• **Description of the task**
Make an exact copy of all the data.

• **The records**
..........
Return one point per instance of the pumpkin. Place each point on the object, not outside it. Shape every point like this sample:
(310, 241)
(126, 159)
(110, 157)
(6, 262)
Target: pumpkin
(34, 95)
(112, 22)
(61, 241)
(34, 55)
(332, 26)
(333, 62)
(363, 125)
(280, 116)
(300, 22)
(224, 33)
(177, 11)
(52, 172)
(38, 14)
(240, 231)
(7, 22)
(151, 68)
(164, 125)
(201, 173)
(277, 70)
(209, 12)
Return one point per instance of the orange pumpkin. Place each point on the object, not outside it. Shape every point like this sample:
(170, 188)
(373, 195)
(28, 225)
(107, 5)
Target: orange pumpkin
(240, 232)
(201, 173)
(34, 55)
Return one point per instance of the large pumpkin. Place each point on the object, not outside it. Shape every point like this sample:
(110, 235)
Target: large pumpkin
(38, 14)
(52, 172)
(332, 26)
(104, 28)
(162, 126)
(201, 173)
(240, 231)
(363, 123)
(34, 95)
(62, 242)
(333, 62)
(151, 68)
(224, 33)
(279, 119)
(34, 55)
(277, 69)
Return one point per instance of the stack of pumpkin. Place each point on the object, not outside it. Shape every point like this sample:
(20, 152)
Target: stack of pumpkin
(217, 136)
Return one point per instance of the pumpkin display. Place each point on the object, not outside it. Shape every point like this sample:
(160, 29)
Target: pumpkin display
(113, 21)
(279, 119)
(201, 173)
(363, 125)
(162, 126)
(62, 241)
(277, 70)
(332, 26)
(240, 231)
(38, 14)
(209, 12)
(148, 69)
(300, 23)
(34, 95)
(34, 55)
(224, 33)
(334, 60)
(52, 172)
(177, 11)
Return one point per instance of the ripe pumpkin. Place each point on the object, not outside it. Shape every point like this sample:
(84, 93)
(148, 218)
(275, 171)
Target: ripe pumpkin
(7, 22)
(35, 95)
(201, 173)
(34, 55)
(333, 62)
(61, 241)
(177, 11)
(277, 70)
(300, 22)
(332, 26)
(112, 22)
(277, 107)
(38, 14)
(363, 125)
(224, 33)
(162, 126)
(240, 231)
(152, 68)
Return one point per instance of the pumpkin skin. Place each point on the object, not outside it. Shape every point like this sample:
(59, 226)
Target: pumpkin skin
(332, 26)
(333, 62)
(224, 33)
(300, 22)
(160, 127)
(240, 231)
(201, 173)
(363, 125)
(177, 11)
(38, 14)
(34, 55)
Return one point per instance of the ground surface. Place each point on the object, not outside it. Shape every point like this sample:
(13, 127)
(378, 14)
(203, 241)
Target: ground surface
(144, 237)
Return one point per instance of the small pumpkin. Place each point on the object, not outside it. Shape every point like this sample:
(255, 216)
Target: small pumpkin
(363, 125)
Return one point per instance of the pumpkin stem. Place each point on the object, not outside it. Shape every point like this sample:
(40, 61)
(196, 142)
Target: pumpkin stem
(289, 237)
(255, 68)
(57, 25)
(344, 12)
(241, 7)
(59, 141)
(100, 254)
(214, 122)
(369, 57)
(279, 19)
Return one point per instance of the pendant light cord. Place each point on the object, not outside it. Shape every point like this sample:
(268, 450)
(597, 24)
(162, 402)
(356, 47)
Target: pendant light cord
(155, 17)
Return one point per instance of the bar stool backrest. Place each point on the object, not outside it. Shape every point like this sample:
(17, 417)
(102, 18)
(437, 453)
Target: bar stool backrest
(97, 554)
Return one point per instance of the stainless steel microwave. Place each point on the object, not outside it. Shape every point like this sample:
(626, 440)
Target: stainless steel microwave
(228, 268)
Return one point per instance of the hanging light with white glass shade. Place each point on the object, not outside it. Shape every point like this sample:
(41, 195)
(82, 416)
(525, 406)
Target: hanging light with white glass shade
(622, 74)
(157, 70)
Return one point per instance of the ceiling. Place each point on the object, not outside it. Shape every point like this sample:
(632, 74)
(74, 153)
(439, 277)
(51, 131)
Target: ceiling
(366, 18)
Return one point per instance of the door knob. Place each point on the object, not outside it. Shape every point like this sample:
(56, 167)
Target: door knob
..........
• **Task answer**
Return one point per instance of the pumpkin. Place each point on the object, not outside it. Shape every point like this sample:
(310, 241)
(126, 159)
(110, 157)
(6, 262)
Target: pumpkin
(34, 95)
(112, 22)
(61, 241)
(34, 55)
(332, 26)
(333, 62)
(363, 125)
(280, 116)
(300, 22)
(224, 33)
(177, 11)
(52, 172)
(38, 14)
(240, 231)
(7, 22)
(151, 68)
(164, 125)
(201, 173)
(277, 70)
(209, 12)
Return one point per instance of the orange pumpkin. Place each point on the object, not outside it. Shape every point like this sample:
(170, 188)
(373, 195)
(28, 225)
(107, 5)
Target: orange pumpkin
(240, 232)
(201, 173)
(34, 55)
Return one point per instance of the large pumpkin. Place each point on the object, not outside it. Shape every point like this sample:
(110, 235)
Target: large pumpkin
(38, 14)
(52, 172)
(332, 26)
(104, 28)
(162, 126)
(201, 173)
(240, 231)
(363, 123)
(34, 95)
(62, 242)
(333, 62)
(151, 68)
(224, 33)
(279, 119)
(34, 55)
(277, 69)
Return one point per instance of the stack of pumpkin. Place each point on the object, not outside it. Shape every point like this sample:
(20, 152)
Target: stack of pumpkin
(217, 136)
Return one point per instance of the pumpkin display. Place each point on the object, not outside it. Shape every point like this sample:
(160, 29)
Target: pumpkin display
(113, 21)
(279, 119)
(201, 173)
(363, 125)
(162, 126)
(62, 241)
(277, 70)
(332, 26)
(240, 231)
(38, 14)
(209, 12)
(148, 69)
(300, 23)
(34, 95)
(34, 55)
(224, 33)
(334, 60)
(52, 172)
(177, 11)
Return one point per instance of the ripe pumpkin. Place each point on the object, not outside it. Shape every point like this sample:
(84, 93)
(148, 218)
(275, 171)
Target: ripe pumpkin
(7, 22)
(35, 95)
(201, 173)
(34, 55)
(333, 62)
(61, 241)
(177, 11)
(277, 70)
(300, 22)
(332, 26)
(112, 22)
(277, 107)
(38, 14)
(363, 125)
(224, 33)
(162, 126)
(240, 231)
(152, 68)
Return one point per instance of the pumpkin skin. Place each point on the object, not outside it. Shape every point like this sample:
(59, 226)
Target: pumpkin skin
(332, 26)
(333, 62)
(224, 33)
(300, 22)
(160, 127)
(240, 231)
(201, 173)
(363, 125)
(177, 11)
(38, 14)
(34, 55)
Return one point per instance of the ground surface. Place each point on the object, not outside it. Shape every point like this sample:
(13, 127)
(378, 14)
(203, 241)
Target: ground surface
(144, 237)
Return one point per instance of the small pumpkin. Place each point on the object, not outside it. Shape every point like this sample:
(255, 216)
Target: small pumpkin
(363, 125)
Return one point per instance of the pumpkin stem. Place each point on the object, not outside it. Shape every point like this sample:
(40, 61)
(196, 142)
Target: pumpkin stem
(289, 237)
(255, 68)
(57, 25)
(344, 12)
(241, 7)
(59, 141)
(100, 254)
(214, 122)
(369, 57)
(279, 19)
Return one point per instance of the pendant light cord. Place each point on the object, not outside it. Shape every point like this sample:
(268, 450)
(597, 24)
(162, 402)
(356, 47)
Target: pendant light cord
(155, 17)
Return one point per instance of the bar stool backrest. Place each point on the object, not outside it. Shape every point like this sample:
(17, 417)
(102, 18)
(437, 453)
Target: bar stool backrest
(97, 554)
Return one point per instance of the stainless steel microwave. Place each point on the object, not outside it. Shape every point like this sample:
(626, 440)
Target: stainless steel microwave
(228, 268)
Return one point per instance of the hanging light with white glass shade. Place each point on the object, not outside it. Shape every point like this sample:
(41, 195)
(82, 416)
(525, 406)
Target: hanging light with white glass shade
(622, 74)
(157, 70)
Return one point per instance of the ceiling. Place each point on the object, not outside it. Shape every point like this sample:
(632, 74)
(74, 153)
(439, 277)
(51, 131)
Target: ceiling
(366, 18)
Return one point per instance of the door knob. Place each point on the object, not outside it. Shape every point like this sample:
(56, 167)
Target: door knob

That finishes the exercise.